2/14/2013 10:57:10 AM

Nice one AMERICAN! Although the Brit is a big fan of AKP and writes favourably of them, it's so clear to see how long he has lived in Britain, how else could he be so outspoken on political sensitivities!

Coskan U

2/14/2013 5:49:08 AM

Bekdil your “sparring partner” is a disappointment only if you take him seriously. And why would you take a guy who’s mentally stuck in 7th century seriously. As I just commented on his site he wouldn’t have a “career” if it weren’t for Ataturk and Kemalists. He and his ilk can only come up with “Islamaphobe” to defend their ancient behavior, yet overlook that the only others who believe in treating women similarly are their “buddies” the Orthodox Jews. All part of regional ancient tradition

Tekion Particle

2/13/2013 7:50:58 PM

Lol, american american, "great response". I think it was a huge mistake dogan kemal ileri made when he revealed how long he is been living in the UK. Noway back no, hHe is going to get slaughtered consistently from now on.

OZman Cometh

2/13/2013 7:03:12 PM

Playing to the peanut gallery..like it. Still don't see or understand how the AKP has offended all your secular sensibilities? Military listening to govt is a NORMAL thing. AKP mordernising TR which includes the military;- rely less on manpower including Generals and more on tech. Louis: Looking good, Billy Ray! Billy Ray: Feeling good, Louis!

> _GOAL 1_: Translate this sentence from the comments into Spanish: "Bekdil your “sparring partner” is a disappointment only if you take him seriously."
> _GOAL 2_: Duplicate the comments word for word, starting at "2/13/2013 7:50:58 PM" and ending at "from now on.".
Base everything on the comments above and nothing else.

> _RAW RECORDS_:
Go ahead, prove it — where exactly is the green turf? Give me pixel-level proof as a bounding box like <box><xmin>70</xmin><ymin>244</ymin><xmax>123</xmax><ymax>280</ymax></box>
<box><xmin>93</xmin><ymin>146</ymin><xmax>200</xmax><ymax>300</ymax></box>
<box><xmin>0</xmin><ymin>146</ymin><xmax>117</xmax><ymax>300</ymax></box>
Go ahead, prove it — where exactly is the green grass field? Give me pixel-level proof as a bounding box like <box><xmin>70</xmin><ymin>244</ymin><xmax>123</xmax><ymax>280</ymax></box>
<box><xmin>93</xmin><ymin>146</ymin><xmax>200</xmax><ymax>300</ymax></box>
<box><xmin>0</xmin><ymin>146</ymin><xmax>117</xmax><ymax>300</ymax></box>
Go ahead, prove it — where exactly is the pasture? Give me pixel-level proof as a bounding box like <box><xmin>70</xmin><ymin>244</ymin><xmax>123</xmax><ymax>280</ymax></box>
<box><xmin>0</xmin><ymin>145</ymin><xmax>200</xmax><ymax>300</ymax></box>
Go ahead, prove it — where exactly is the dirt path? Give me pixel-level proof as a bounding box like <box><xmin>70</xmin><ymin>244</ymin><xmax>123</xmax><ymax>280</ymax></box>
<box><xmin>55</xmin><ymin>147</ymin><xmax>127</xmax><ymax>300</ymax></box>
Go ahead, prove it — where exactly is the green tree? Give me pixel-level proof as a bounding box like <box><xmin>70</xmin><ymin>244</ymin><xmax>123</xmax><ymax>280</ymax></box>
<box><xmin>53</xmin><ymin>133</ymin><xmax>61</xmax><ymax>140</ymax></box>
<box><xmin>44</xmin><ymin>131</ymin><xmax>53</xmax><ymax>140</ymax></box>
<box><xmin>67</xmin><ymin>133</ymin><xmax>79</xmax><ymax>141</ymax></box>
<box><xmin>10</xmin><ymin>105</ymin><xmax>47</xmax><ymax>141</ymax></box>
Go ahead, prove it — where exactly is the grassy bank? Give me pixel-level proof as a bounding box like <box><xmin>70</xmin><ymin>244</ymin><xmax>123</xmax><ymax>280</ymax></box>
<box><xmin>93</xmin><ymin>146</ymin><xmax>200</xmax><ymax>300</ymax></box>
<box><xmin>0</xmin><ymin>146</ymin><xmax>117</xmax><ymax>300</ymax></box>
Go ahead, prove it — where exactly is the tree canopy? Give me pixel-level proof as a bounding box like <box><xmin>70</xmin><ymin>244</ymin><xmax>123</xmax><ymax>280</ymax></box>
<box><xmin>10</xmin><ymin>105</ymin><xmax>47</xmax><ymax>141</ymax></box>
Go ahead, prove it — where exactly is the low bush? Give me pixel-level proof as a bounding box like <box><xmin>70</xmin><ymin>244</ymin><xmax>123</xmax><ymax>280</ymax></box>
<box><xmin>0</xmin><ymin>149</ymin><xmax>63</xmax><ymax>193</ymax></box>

> _EXERCISE SOLUTION 1_: Bekdil, tu “compañero de sparring” solo es una decepción si te lo tomas en serio.

> _EXERCISE SOLUTION 2_:
2/13/2013 7:50:58 PM

Lol, american american, "great response". I think it was a huge mistake dogan kemal ileri made when he revealed how long he is been living in the UK. Noway back no, hHe is going to get slaughtered consistently from now on.